Reproduce word for word the lines in the entries below from the line containing "(format x=107, y=907)" through the line containing "x=735, y=435", including both of those lines.

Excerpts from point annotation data
━━━━━━━━━━━━━━━━━━━━

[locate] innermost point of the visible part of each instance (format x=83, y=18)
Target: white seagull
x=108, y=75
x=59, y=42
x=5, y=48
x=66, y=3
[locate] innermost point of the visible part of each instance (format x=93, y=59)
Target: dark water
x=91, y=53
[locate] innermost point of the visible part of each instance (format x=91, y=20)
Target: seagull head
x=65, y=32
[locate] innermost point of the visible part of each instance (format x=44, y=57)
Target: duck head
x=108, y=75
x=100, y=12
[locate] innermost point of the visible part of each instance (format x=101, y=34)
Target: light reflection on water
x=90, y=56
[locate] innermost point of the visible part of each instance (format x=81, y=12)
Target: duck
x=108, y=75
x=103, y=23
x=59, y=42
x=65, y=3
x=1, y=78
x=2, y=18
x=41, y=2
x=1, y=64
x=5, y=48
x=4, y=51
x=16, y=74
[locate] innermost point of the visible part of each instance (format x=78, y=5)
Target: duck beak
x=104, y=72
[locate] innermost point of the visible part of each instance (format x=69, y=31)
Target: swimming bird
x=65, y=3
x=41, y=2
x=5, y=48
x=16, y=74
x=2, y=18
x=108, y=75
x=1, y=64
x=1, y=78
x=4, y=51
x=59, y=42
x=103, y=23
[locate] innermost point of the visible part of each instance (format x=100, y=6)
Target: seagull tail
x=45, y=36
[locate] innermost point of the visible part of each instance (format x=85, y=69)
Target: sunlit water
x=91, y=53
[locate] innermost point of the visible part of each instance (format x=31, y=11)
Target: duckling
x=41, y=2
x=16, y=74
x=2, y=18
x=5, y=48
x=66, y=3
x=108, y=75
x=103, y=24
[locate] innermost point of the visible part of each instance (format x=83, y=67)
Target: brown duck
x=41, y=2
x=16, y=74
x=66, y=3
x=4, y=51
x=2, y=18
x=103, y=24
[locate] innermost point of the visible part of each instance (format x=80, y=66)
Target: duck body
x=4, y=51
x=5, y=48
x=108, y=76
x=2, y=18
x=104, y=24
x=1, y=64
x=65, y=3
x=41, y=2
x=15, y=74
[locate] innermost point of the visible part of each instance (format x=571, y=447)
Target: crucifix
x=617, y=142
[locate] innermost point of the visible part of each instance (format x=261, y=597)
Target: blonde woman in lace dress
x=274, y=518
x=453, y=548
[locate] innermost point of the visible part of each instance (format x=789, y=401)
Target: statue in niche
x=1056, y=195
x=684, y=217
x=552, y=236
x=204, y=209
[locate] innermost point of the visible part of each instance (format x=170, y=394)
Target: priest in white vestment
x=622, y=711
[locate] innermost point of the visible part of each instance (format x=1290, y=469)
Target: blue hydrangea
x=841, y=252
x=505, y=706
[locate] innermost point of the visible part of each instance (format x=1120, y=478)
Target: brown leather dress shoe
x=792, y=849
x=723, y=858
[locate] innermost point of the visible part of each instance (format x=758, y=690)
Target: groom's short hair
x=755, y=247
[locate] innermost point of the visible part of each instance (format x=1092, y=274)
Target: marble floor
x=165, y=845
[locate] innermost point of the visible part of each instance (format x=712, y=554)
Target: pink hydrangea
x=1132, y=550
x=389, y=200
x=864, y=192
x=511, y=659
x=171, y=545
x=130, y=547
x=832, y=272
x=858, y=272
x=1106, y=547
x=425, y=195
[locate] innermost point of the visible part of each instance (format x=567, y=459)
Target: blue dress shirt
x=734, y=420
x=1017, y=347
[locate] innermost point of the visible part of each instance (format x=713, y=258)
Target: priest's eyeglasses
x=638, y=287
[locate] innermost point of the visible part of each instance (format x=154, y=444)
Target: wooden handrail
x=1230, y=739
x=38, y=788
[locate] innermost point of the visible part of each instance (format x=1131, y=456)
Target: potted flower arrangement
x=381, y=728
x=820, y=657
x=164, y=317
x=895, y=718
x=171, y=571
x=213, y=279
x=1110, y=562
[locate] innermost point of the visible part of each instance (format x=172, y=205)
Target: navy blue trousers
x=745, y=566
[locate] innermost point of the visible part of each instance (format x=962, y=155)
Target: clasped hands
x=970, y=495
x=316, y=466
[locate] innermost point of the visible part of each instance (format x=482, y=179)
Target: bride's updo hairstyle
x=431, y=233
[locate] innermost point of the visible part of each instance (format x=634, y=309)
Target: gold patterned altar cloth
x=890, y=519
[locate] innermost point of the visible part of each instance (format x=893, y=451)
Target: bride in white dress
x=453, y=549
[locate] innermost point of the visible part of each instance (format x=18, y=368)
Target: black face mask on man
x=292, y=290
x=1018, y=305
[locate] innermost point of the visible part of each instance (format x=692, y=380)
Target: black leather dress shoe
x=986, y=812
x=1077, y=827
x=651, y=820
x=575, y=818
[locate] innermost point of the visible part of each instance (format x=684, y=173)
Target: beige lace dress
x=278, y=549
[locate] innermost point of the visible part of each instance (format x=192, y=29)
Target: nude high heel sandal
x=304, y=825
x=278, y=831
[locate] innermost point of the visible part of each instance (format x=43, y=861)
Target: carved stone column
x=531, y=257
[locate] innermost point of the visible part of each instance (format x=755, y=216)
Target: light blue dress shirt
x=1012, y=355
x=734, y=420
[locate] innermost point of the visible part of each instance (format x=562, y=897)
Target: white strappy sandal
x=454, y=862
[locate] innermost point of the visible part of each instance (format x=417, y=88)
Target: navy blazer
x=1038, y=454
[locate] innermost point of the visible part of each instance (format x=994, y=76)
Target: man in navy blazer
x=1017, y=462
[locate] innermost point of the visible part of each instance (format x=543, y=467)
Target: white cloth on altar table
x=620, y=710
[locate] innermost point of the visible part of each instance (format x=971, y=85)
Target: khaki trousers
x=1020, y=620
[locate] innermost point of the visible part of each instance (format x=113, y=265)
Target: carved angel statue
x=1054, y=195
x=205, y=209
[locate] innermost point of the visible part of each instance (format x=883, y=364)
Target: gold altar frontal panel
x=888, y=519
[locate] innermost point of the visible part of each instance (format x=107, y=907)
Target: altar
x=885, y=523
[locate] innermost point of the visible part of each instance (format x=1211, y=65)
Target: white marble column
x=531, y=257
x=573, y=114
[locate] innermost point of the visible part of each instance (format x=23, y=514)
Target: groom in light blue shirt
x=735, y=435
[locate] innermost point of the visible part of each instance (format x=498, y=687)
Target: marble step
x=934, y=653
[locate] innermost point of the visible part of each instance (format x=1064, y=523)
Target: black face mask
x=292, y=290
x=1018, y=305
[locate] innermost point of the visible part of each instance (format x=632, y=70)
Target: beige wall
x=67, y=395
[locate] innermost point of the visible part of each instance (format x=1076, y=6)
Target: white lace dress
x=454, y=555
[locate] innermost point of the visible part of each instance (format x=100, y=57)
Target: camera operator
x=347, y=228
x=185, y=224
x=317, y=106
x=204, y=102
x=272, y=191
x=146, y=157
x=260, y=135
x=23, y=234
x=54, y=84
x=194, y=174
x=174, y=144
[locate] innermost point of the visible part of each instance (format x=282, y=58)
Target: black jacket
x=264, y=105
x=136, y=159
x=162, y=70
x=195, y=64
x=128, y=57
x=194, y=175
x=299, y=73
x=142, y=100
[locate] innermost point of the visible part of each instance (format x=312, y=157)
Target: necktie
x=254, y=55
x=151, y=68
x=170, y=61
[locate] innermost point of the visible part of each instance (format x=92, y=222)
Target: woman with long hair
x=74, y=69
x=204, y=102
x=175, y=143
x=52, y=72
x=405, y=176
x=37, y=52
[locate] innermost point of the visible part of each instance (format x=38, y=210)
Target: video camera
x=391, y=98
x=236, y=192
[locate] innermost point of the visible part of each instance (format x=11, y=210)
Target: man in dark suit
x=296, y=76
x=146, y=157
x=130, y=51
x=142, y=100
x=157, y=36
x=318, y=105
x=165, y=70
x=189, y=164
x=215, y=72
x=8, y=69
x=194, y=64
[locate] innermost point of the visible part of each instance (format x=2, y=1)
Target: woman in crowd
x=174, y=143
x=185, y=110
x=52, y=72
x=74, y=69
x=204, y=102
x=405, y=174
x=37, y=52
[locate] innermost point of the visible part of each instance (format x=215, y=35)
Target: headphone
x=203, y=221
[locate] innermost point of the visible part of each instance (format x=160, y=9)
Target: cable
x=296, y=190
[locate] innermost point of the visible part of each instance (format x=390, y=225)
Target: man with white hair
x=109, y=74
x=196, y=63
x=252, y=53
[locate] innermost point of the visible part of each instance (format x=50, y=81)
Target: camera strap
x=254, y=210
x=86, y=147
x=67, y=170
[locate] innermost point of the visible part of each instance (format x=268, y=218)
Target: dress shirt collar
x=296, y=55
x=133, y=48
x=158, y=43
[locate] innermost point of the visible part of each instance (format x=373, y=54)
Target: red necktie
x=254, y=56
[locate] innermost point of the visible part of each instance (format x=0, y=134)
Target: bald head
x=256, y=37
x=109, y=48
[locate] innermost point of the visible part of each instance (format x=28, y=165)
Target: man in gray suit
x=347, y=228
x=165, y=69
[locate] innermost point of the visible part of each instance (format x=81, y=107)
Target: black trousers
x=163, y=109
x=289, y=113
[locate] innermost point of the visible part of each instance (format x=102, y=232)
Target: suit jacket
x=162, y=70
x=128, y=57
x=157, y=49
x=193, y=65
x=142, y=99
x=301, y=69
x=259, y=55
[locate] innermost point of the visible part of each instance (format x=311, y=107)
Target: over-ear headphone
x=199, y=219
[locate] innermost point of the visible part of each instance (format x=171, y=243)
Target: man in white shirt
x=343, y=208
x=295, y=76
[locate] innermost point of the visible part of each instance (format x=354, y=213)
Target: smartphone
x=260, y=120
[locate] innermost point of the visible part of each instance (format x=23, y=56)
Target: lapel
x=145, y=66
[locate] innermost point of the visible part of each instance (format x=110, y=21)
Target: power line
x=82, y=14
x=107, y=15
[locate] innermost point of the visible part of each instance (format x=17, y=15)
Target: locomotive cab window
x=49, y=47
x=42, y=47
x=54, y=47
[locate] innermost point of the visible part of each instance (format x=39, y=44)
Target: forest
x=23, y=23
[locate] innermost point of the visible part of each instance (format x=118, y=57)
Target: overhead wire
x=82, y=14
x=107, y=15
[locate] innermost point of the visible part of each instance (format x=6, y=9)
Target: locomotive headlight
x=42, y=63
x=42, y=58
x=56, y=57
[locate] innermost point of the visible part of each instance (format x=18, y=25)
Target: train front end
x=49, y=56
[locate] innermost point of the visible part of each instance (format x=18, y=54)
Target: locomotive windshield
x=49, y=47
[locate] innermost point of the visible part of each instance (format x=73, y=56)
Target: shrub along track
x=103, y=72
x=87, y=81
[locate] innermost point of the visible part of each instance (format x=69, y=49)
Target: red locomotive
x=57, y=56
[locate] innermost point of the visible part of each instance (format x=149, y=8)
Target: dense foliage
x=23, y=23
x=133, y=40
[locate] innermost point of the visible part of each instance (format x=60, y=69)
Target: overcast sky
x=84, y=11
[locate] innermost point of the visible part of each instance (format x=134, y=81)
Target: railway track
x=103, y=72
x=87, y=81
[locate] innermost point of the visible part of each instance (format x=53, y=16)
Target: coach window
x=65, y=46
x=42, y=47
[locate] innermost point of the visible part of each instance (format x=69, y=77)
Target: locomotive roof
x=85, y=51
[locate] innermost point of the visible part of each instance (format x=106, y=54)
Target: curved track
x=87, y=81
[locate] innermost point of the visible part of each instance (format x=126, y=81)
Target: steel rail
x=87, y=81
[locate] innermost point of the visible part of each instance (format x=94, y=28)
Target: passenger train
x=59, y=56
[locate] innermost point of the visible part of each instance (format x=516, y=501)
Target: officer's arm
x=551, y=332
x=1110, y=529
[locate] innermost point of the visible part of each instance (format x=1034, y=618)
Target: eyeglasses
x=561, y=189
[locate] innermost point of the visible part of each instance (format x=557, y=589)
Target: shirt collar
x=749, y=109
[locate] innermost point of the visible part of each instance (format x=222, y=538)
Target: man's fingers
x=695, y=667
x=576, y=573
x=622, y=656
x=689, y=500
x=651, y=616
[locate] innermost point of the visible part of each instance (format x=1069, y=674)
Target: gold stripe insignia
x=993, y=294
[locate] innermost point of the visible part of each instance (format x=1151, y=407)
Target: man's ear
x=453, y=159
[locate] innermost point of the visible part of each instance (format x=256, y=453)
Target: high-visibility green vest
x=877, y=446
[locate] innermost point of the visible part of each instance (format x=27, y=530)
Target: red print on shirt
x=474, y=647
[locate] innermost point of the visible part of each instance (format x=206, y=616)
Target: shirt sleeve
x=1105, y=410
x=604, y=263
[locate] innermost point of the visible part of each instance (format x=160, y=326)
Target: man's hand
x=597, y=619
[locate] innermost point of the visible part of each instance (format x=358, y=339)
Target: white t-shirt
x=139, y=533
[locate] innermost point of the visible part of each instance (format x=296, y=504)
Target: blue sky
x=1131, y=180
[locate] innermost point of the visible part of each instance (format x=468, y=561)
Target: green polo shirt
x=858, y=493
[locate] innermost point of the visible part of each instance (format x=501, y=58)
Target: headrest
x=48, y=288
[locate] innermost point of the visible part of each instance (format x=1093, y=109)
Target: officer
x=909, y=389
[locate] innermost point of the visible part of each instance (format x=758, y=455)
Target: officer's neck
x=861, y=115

━━━━━━━━━━━━━━━━━━━━

* _The output_
[locate] innermost point of the visible part of each instance (format x=107, y=907)
Target: altar
x=885, y=523
[locate] innermost point of the visible part of each instance (format x=1211, y=65)
Target: white marble column
x=531, y=257
x=573, y=114
[locate] innermost point of the visible part of each instance (format x=23, y=514)
Target: groom in light blue shirt
x=735, y=435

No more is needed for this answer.